[REQUIRED WORK]
a) Answer these about the posts on Rwanda below:
(i) Since when has the leader of the main opposition party been detained?
(ii) On which station are Kagame's Kinyarwanda speeches broadcast?
(iii) Which CNN journalist interviewed Kagame?
b) Please carry on the posts on Rwanda below from the point where they end.

[PASSAGE PROVIDED]
══════
Wednesday, March 24, 2010

Dear International Community who support peace in Rwanda,

Dear members of the international donor and diplomatic community who think you are supporting democracy and peace in Rwanda,

I know you are all busy, and much more important that academics and other analysts of Rwanda like me. I'll get straight to the point: Paul Kagame and his RPF are employing the same mechanisms and tactics of social and political control and ethnic exclusion that Habyarimana's regime did before the genocide. There is little new about Kagame's "new" Rwanda that you support both morally and financially. You have a collective chance to intervene now that the Rwandan police have once again detained the leader of the main opposition party, Victoire Inagbire. See this report from AFP on her detention.

She has been summarily and systematically detained without cause since she returned to the country in January 2010.

I urge you to use your diplomatic resources to compare Kagame's speeches in English (incendiary againt the opposition but generally respecting Ingabire's right to be a politician) and Kinyarwanda. In his speeches for Rwandans are broadcast on Radio Rwanda in Kinyarwanda. The broad conclusion is that he uses the memory of the 1994 genocide to intimidate people. He also uses inflammatory ethnic language; the same language he accuses Ingabire and other opposition politicians of using to incite violence in Rwanda. I am not saying he is purposefully inciting violence, but he is actively promoting a climate of fear and insecurity that is contrary to the content of his English language speeches, which presumably are made for our (international audiences) consumption.

Wednesday, March 17, 2010

Kagame and Amanpour

On Monday night, Rwandan President Paul Kagame agreed to be interviewed by CNN journalist Amanpour. You can download the entire interview on ITunes.

Among the broader public relations machine that is the Kagame presidency, I only have this comment. He appears very nervous and basically admits that he is losing control of the country. This is a man who has total disdain for peasant Rwandans (his policies benefit urban elites, not rural peasants) ; to now invoke them in the name of his oppressive tactics is disingenuous. The reason why no journalist, human rights activist or academic has been able to talk to ordinary people is because Kagame's regime makes it all but impossible. There is no freedom of action or thought at the moment.
══════
[PROVIDED MATERIAL]
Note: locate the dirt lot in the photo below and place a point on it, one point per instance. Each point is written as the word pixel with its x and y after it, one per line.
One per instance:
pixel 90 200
══════
[ANSWERS TO THE PROBLEMS]
a)
(i) Since she returned to the country in January 2010.
(ii) Radio Rwanda.
(iii) Amanpour.

b)
This is very serious for all Rwandans -- urban, rural, elite, peasant alike. I hope that the international community will begin to encourage Kagame to allow the political opposition to register and campaign. There is no outlet for popular frustration and anger in the country and that is exceedingly worrying....

Sunday, March 14, 2010

Rhetoric and the politics of genocide

It has again been a very intense few weeks in Rwandan politics. I have been on the road for various speaking and research engagements and have had little time to reflect on all that is going on, and what has been published.

One piece that I wanted to recommend is Geoffrey York's piece in Canada's Globe and Mail. He writes about the political manipulation of Rwanda's blood soaked history. His article is exceptionally well done as it strikes to the politics of manipulation of the history of the genocide and the ideology of genocide that characterises RPF rule at the moment. It is also critically important because York responds to the government's claim that democracy leads to genocide. Presidential advisor Jean-Paul Kimonyo is the mouthpiece for this line of thinking and is what I want to respond to in this post. Kimonyo writes in The Huffington Post in a fashion that is typical of the PR machine of the current regime.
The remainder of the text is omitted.